**AUSGEWÄHLTER TEXT:**
• • • •

Die Lyrik ist das eine, was einigermaßen an dieser Platte zufrieden stellt - wenngleich nicht restlos überzeugt. Bezüglich der Texte hatte "Primetime" schon deutlich mehr drauf. Herausragend zeichnet sich auf "Roquestar" nur Allis Gesang aus. Sie hört sich hell, jugendlich, eigenwillig an. Aus Silben mit 'i' macht sie oft zwei Noten und springt zwischen den beiden 'i'-Hälften synkopisch. Trotz der Herausforderung, die deutsche Sprache mit Offbeat zu kombinieren, mit Backbeat, Abweichungen vom Vier-Viertel-Takt und Betonen der Eins, hört sie sich bei diesem Unterfangen so an, als vertone sie ihre persönliche Komfortzone.

In "Schattenboxer" kräht sie lederjackenrockig und voller Ambivalenz. Mit einer Mischung aus Nena im Abgang der Kehle und Nina Hagen, was den Grad der Frechheit betrifft, singt die 30-Jährige passend zu der Ära, auf die sie immer wieder referiert. Als Anfang der 80er Jahre Disco-Funk, New Wave und NDW gleichzeitig kursieren, bringt kaum eine Crew diese Musik-Genres überein. Alli holt genau das nun nach. Im ersten Track macht das Genre-Blending einen brillanten Eindruck ("Ich Kann Gar Nichts"), in "Schrott" glückt es auch, groovt angenehm. Über die Länge der Platte verschleift sich diese Sound-Koloratur jedoch und verkommt zur nur mehr abgearbeiteten Routine.

Beide vorherigen Alben, "Madonna Whore Komplex" und "Primetime", machten schon Gebrauch von Funkiness auf Rock-Riffs mit einem Schuss Falco. Besonders das zweite strahlte dabei viel Kreativität, Überraschung und das Setzen von Maßstäben aus, riss dank "So Wie Du" sogar im Segment Deutsch-Soul-Ballade mit.

• • • •

**BEREITGESTELLTE DATEN:**

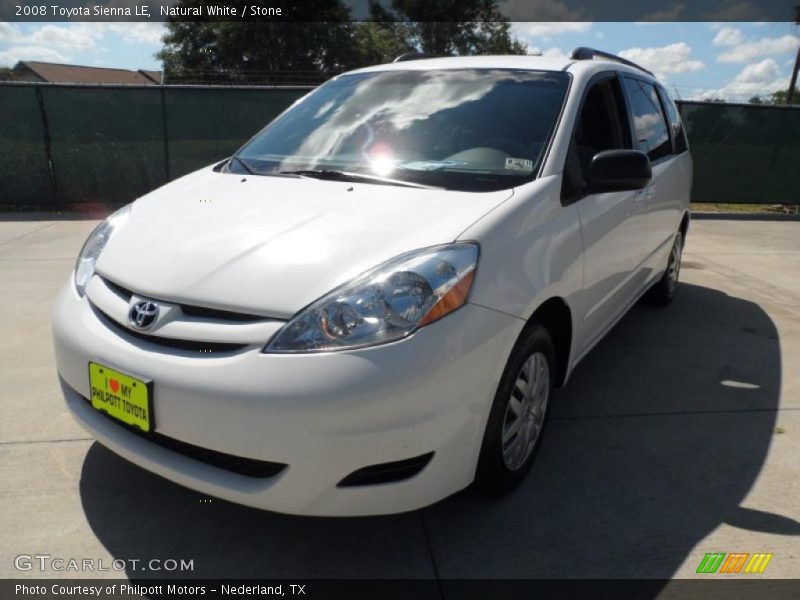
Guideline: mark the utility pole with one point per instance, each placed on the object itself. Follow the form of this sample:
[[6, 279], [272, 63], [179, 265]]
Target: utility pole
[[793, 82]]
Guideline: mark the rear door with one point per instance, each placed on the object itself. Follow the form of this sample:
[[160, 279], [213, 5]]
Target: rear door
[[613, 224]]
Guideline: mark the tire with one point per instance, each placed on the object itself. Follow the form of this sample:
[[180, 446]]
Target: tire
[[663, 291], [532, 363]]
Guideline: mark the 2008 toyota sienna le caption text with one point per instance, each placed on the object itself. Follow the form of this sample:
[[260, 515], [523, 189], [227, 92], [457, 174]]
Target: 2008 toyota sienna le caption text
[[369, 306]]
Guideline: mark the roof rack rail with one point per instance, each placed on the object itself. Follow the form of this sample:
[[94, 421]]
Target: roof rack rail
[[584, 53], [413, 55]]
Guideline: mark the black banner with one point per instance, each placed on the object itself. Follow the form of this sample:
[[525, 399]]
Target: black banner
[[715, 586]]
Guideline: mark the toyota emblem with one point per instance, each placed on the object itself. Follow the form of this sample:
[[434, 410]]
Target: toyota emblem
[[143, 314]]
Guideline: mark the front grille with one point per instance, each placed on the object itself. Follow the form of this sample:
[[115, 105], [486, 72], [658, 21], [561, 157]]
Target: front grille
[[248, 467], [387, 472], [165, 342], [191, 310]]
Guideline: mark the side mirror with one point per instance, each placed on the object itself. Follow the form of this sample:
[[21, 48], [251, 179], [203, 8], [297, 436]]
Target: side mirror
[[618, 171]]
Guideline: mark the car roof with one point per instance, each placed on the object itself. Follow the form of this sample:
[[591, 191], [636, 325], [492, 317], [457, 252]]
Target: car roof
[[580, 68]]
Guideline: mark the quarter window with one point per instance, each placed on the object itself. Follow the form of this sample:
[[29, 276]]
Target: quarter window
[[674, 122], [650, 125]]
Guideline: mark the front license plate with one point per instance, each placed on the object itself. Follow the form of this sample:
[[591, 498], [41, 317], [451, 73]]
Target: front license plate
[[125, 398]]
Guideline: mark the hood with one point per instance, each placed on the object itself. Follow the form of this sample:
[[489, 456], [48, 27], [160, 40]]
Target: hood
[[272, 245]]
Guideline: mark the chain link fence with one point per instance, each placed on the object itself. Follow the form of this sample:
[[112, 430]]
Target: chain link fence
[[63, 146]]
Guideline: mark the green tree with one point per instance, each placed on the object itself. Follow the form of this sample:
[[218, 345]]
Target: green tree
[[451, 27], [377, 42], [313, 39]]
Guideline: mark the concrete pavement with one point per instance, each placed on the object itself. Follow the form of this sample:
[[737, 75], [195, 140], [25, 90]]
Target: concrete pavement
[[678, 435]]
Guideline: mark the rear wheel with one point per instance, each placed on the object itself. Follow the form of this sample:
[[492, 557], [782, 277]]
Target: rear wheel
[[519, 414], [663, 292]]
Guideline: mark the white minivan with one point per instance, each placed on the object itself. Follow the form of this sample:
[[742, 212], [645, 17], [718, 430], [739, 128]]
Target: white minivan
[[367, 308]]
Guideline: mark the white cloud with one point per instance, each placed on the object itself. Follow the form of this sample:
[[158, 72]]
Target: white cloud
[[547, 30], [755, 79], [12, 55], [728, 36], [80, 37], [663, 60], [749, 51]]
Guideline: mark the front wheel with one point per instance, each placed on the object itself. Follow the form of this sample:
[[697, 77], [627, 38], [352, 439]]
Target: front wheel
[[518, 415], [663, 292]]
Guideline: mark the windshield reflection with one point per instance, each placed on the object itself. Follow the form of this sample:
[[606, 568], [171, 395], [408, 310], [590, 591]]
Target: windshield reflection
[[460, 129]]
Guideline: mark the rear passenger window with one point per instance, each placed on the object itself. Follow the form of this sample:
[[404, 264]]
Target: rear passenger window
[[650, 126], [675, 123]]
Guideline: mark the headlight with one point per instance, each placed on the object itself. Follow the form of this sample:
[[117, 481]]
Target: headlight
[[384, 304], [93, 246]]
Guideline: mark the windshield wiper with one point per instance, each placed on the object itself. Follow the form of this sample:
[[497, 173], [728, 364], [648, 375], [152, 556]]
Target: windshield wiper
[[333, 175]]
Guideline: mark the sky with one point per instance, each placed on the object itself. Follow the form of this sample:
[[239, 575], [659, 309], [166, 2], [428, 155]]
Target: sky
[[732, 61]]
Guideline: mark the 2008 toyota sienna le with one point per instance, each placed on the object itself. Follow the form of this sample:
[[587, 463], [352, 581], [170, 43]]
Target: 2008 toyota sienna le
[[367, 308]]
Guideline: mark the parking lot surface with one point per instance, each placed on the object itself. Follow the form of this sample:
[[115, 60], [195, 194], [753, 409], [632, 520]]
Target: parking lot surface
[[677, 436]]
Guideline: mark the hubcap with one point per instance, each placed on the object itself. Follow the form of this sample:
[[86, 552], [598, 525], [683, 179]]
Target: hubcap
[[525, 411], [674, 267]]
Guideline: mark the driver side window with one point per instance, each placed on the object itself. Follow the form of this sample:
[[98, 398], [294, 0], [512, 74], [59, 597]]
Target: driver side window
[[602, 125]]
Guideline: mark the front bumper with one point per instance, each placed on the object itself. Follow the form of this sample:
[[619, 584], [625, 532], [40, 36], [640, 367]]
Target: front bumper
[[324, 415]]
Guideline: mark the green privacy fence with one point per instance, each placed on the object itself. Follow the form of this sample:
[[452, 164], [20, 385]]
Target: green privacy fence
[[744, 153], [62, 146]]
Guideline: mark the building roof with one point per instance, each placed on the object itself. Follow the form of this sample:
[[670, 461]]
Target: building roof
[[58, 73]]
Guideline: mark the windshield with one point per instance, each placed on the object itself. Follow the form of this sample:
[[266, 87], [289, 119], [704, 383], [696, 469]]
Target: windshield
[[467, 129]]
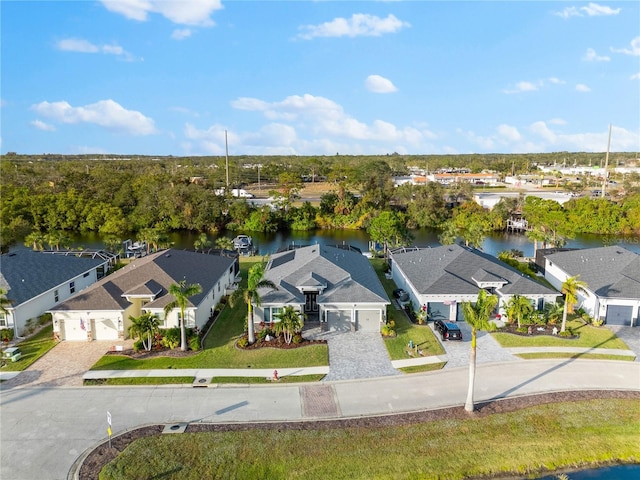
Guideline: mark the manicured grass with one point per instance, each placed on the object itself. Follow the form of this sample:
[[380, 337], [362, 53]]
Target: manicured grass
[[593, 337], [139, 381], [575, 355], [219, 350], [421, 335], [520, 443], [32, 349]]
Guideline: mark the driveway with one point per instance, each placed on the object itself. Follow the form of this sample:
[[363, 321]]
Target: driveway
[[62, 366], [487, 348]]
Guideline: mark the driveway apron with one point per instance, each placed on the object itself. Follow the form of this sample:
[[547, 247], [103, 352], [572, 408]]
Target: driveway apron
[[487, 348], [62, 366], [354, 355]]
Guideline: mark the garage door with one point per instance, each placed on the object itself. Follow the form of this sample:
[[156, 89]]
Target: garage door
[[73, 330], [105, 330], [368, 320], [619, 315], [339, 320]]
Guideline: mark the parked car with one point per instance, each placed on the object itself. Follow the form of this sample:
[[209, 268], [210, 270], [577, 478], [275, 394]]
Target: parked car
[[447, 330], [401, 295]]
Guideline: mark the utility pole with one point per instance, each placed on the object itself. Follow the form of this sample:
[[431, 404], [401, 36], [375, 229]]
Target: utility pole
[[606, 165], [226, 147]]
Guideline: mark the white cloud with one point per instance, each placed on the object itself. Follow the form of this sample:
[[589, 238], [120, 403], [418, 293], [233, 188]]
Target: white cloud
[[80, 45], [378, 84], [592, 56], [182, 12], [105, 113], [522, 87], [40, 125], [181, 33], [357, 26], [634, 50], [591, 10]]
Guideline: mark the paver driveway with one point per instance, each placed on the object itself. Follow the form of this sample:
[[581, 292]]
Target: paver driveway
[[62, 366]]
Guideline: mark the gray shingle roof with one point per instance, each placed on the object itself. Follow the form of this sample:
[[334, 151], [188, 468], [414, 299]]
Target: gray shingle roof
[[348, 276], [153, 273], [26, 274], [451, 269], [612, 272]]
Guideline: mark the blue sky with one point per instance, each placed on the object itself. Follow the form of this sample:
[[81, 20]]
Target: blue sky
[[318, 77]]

• • • •

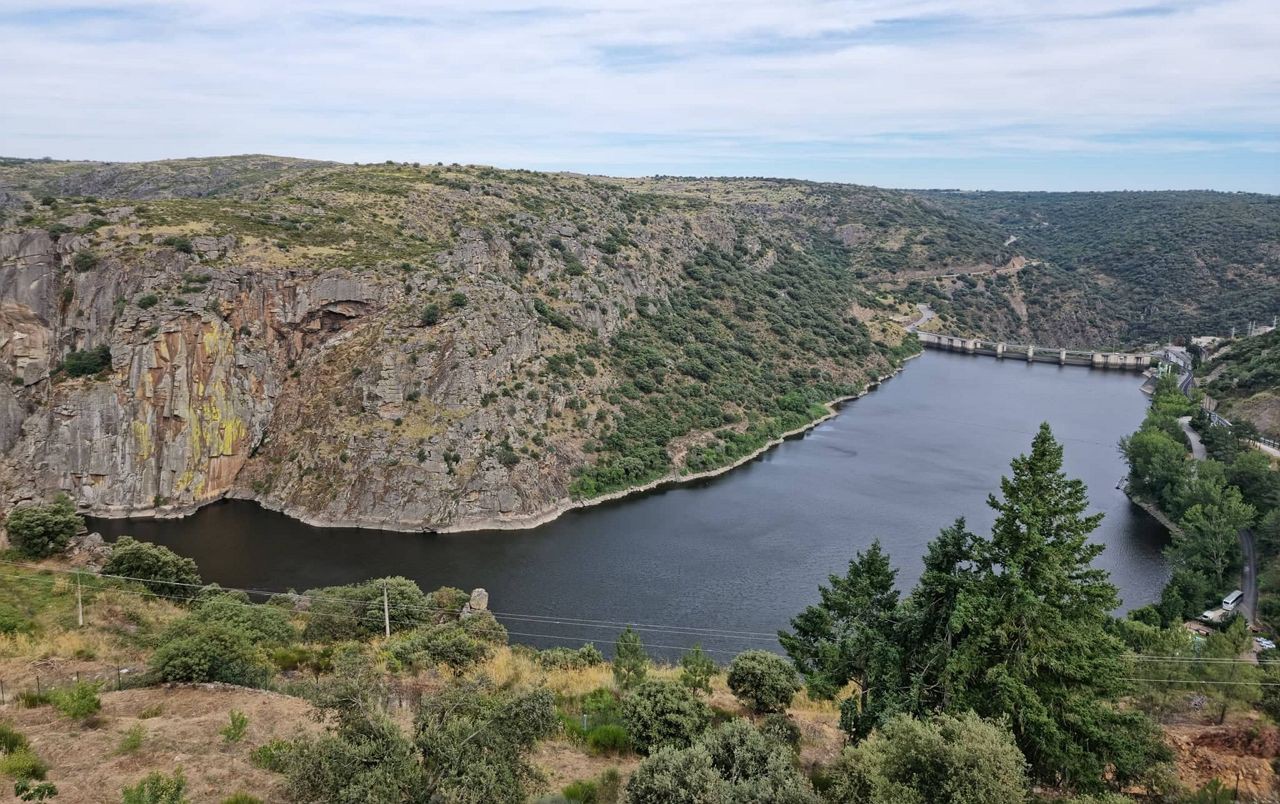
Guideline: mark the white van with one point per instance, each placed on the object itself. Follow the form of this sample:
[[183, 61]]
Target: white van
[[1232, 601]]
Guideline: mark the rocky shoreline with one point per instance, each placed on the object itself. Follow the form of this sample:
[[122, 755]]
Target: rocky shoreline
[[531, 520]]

• • • •

**AUFGABEN:**
- a) Zitieren Sie aus der Besprechung des Albums „Roquestar“ alles von „Die Lyrik ist“ bis hinunter zu „ihre persönliche Komfortzone.“.
- b) Zeigen Sie jede Zeile der Auflistung, in der die Zeichenfolge „black“ vorkommt.

**LÖSUNGEN IM ANSCHLUSS:**
- a)
Die Lyrik ist das eine, was einigermaßen an dieser Platte zufrieden stellt - wenngleich nicht restlos überzeugt. Bezüglich der Texte hatte "Primetime" schon deutlich mehr drauf. Herausragend zeichnet sich auf "Roquestar" nur Allis Gesang aus. Sie hört sich hell, jugendlich, eigenwillig an. Aus Silben mit 'i' macht sie oft zwei Noten und springt zwischen den beiden 'i'-Hälften synkopisch. Trotz der Herausforderung, die deutsche Sprache mit Offbeat zu kombinieren, mit Backbeat, Abweichungen vom Vier-Viertel-Takt und Betonen der Eins, hört sie sich bei diesem Unterfangen so an, als vertone sie ihre persönliche Komfortzone.

- b)
Guideline: mark the black banner with one point per instance, each placed on the object itself. Follow the form of this sample:
Target: black banner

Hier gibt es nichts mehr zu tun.